## Required actions
A. In the post about the 2-opt algorithm, what is the variable route that main passes to two_opt?
B. Proceed with the post about the 2-opt algorithm, picking up right after its final sentence.

## Document passage

──────────

I am extracting 100 lat/long points from Google Maps and placing these into a text file. The program should be able to read in the text file, calculate the haversine distance between each point, and store in an adjacency matrix. The adjacency matrix will eventually be fed to a 2-opt algorithm.

Extracting an adjaceny matrix containing haversine distance from points on map has already been dealt with. This question tackles the 2-opt algorithm.

The 2-opt function is called from main as follows. route is a randomly generated list of 100 numbers, which is the path the 2-opt should follow.

def main():
    best = two_opt(connect_mat, route)  #connectivity/adjacency matrix

And here is the 2-opt function and a cost function that it utilizes. Can they be optimized in any way?

──────────

## Extracted records
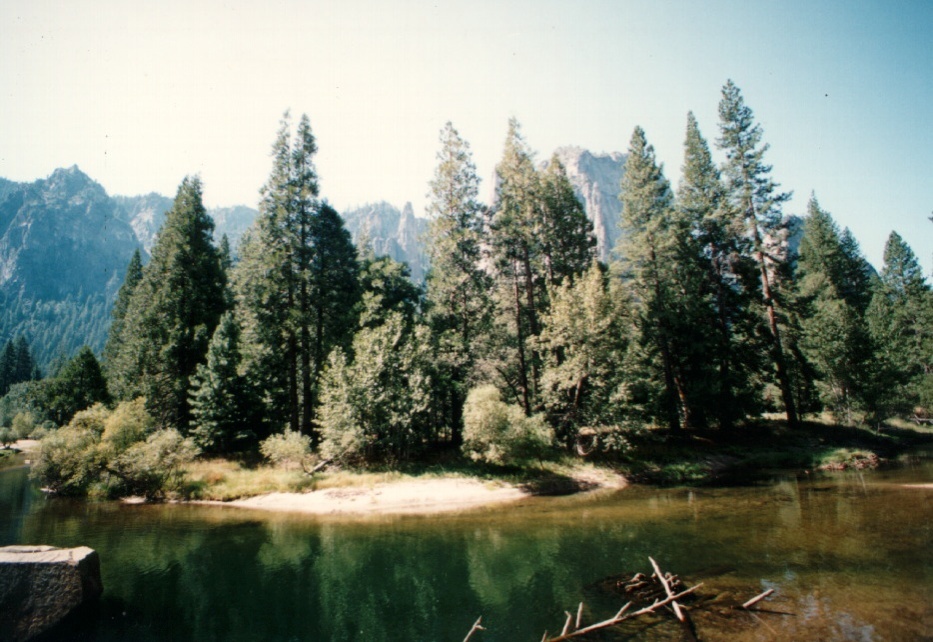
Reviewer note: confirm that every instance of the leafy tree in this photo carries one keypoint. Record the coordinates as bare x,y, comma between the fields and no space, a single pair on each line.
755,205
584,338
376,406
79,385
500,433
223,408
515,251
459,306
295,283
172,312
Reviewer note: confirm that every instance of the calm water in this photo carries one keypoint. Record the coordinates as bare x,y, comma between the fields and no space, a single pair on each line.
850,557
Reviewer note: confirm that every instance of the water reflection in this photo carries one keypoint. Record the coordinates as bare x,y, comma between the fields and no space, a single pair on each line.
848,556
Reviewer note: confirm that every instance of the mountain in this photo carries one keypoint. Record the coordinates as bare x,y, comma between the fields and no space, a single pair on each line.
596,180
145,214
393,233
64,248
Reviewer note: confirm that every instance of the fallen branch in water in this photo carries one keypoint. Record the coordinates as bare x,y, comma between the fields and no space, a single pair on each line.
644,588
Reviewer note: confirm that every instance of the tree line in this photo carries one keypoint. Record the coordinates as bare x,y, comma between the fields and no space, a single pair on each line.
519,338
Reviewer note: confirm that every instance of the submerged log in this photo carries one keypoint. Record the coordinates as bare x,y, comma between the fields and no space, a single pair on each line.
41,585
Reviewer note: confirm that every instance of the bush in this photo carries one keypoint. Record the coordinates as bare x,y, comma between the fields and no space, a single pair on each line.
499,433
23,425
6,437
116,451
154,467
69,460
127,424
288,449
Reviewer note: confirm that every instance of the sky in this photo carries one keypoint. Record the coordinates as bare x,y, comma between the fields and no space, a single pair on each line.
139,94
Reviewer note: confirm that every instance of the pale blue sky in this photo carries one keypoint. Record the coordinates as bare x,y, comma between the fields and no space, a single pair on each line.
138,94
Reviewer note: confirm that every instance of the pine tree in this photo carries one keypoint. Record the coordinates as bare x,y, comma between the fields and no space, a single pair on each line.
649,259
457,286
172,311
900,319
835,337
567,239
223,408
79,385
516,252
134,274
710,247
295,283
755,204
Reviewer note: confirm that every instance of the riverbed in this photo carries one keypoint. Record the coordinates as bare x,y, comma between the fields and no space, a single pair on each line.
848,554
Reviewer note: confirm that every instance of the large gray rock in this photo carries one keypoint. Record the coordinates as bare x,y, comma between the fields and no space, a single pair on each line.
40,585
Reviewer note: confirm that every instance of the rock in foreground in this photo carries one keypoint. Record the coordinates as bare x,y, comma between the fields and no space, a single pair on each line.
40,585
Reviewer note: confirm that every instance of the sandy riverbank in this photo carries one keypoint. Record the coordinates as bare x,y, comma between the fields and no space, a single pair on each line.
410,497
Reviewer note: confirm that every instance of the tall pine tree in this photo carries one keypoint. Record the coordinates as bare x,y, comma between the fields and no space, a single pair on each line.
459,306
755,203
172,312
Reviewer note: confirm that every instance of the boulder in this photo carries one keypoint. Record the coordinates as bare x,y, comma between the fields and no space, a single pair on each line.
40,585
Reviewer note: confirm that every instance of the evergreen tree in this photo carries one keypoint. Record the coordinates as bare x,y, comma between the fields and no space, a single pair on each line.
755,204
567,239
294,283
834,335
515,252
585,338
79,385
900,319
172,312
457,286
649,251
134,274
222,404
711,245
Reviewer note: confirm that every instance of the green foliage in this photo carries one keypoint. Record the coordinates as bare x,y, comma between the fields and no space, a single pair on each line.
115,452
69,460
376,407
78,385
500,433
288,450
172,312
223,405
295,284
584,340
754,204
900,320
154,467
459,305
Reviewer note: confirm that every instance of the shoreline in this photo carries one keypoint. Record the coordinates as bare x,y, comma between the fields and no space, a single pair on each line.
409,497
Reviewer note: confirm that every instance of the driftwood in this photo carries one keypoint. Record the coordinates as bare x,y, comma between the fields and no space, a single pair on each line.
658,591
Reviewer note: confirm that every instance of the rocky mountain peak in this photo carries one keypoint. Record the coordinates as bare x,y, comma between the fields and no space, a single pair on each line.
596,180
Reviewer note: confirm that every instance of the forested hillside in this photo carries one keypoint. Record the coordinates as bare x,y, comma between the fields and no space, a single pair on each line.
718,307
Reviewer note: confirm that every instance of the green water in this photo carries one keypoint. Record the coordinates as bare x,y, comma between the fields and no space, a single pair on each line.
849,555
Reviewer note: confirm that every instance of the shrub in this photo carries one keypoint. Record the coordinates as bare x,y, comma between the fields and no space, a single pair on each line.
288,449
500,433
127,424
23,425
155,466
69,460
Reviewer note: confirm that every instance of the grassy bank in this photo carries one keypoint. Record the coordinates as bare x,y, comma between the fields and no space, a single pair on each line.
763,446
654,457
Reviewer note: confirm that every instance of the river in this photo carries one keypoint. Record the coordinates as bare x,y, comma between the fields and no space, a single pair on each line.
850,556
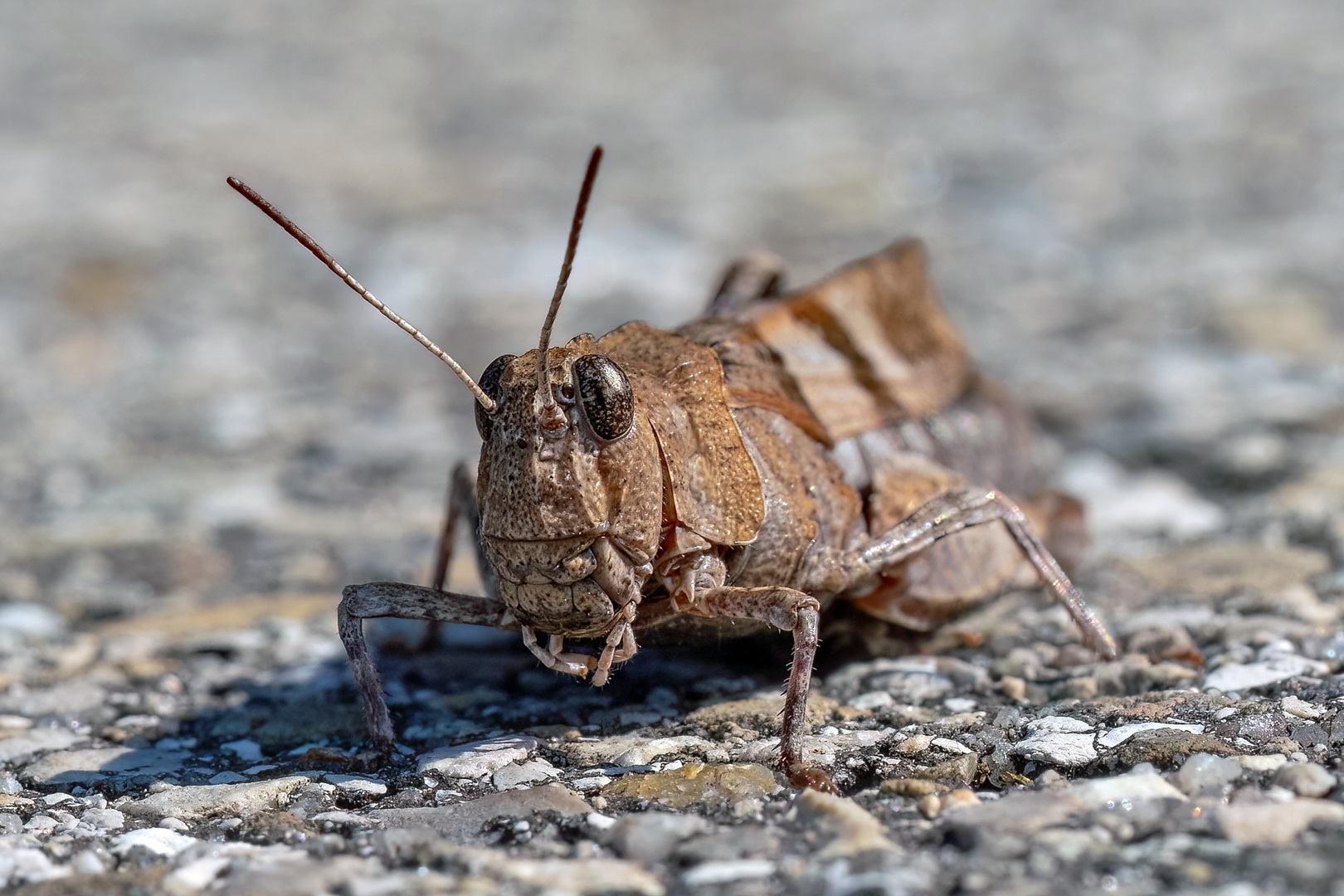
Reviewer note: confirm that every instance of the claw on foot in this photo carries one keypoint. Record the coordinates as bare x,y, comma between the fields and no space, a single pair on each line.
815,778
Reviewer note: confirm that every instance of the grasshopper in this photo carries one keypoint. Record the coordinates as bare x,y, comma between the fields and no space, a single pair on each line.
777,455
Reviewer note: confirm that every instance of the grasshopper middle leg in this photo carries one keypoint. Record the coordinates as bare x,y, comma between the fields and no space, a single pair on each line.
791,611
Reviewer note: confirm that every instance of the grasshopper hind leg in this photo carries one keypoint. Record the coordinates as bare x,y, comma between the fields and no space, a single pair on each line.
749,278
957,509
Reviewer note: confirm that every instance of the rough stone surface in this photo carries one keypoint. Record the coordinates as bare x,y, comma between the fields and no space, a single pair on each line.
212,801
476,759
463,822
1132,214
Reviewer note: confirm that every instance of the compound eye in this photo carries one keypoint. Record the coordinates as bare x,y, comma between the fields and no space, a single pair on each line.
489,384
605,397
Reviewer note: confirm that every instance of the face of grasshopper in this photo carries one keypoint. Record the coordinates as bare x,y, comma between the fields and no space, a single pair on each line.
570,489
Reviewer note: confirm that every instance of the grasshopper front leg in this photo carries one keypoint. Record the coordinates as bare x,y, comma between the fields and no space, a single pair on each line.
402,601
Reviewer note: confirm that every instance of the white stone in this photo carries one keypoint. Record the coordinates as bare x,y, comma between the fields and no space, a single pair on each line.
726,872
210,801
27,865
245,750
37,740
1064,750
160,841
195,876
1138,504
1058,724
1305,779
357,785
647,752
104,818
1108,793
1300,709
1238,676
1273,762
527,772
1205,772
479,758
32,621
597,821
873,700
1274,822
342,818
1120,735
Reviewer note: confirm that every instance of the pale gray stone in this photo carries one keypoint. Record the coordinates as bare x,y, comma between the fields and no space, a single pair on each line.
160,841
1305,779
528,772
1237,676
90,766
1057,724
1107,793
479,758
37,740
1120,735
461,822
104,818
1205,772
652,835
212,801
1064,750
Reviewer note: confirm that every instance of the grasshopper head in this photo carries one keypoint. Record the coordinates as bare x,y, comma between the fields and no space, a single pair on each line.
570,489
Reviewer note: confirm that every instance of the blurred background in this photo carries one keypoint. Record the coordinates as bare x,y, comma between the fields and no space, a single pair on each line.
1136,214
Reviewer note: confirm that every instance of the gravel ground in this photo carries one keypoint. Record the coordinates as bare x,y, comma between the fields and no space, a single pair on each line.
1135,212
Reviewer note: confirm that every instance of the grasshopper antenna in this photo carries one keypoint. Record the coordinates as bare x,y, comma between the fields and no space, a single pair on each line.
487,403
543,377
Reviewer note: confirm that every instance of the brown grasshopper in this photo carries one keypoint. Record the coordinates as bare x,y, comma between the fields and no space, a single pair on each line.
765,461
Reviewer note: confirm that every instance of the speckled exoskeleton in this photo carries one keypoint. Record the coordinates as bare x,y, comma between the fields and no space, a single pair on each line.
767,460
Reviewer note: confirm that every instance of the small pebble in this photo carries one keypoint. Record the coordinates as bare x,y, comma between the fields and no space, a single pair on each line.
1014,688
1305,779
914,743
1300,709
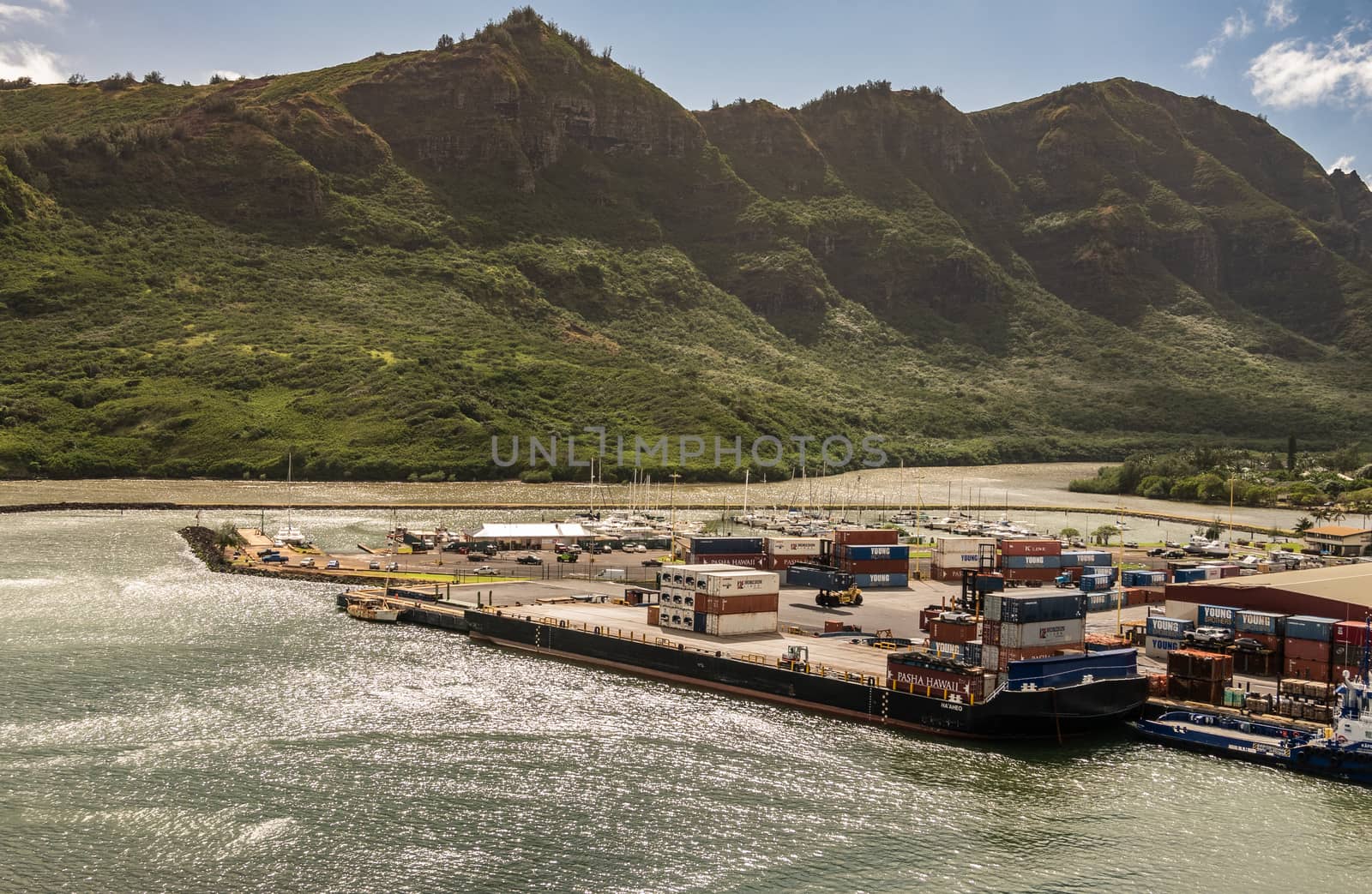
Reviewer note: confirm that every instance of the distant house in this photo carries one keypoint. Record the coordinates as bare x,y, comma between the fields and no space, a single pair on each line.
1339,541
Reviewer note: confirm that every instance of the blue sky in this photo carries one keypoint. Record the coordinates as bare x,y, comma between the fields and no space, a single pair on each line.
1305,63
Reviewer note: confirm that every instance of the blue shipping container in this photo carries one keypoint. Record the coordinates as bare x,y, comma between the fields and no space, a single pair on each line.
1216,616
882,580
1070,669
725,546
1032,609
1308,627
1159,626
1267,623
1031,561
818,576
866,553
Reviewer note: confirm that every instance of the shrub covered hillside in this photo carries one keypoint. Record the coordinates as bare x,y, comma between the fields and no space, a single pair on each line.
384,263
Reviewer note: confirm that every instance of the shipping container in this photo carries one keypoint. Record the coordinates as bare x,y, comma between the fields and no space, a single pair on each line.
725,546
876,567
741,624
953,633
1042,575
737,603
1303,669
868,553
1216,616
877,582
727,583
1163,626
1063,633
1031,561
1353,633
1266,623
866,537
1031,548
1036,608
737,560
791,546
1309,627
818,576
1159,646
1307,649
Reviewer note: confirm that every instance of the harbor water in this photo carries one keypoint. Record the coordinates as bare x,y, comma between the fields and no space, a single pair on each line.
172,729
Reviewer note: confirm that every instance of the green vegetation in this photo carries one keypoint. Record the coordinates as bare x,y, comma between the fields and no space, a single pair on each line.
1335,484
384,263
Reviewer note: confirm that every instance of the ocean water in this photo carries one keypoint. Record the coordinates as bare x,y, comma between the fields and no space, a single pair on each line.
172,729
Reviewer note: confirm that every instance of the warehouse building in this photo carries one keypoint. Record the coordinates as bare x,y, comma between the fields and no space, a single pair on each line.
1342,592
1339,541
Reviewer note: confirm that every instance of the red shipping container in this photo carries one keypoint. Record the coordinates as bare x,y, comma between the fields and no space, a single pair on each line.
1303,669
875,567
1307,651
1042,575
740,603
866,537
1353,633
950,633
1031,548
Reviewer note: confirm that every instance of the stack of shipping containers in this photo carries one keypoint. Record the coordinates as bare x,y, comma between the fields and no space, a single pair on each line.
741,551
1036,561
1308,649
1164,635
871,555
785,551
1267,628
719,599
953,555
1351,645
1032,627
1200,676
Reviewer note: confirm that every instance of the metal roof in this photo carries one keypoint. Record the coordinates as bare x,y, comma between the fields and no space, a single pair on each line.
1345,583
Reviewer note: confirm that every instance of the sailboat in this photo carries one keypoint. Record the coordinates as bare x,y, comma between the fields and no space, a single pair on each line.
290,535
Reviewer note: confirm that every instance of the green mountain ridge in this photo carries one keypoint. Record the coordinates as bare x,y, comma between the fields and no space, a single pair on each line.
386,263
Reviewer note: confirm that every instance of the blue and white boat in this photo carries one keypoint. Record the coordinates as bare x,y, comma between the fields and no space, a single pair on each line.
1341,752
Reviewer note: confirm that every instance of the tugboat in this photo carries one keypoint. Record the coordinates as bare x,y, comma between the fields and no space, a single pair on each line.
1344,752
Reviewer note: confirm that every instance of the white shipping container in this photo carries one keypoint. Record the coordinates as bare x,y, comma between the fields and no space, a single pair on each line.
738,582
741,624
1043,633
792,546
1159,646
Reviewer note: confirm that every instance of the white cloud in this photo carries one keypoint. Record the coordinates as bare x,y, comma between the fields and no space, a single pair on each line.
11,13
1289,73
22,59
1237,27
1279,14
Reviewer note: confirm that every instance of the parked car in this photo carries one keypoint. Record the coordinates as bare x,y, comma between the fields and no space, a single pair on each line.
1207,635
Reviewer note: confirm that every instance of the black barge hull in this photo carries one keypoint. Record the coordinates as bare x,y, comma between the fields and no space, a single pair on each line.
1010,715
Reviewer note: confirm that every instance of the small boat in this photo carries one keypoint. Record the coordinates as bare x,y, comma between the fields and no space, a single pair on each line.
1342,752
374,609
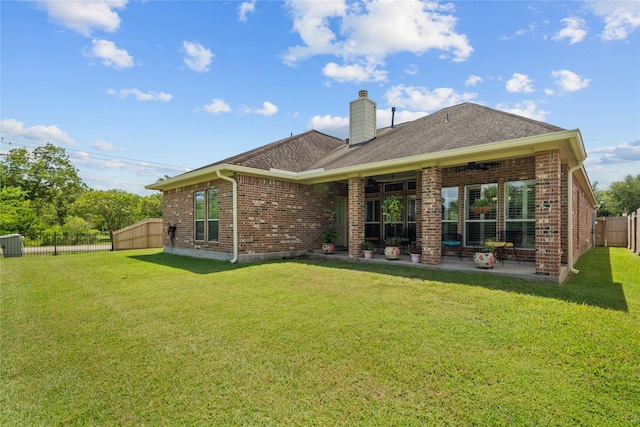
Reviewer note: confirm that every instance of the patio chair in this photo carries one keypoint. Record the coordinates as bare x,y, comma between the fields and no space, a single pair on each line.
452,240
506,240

──────────

## Results in order
A. It is a randomly generated list of 100 numbers, which is the path the 2-opt should follow.

B.
def cost(cost_mat, route):
    return cost_mat[np.roll(route, 1), route].sum()  # shifts route array by 1 in order to look at pairs of cities


def two_opt(cost_mat, route):
    best = route
    improved = True
    while improved:
        improved = False
        for i in range(1, len(route) - 2):
            for j in range(i + 1, len(route)):
                if j - i == 1: continue  # changes nothing, skip then
                new_route = route[:]  # Creates a copy of route
                new_route[i:j] = route[j - 1:i - 1:-1]  # this is the 2-optSwap since j >= i we use -1
                if cost(cost_mat, new_route) < cost(cost_mat, best):
                    best = new_route
                    improved = True
                    route = best
    return best

Sample Input:

35.905333, 14.471970
35.896389, 14.477780
35.901281, 14.518173
35.860491, 14.572245
35.807607, 14.535320
35.832267, 14.455894
35.882414, 14.373217
35.983794, 14.336096
35.974463, 14.351006
35.930951, 14.401137
.
.
.

Sample Output

enter image description here

I would like to be able to scale up the points being read to 5000. With the code above it would be painfully slow.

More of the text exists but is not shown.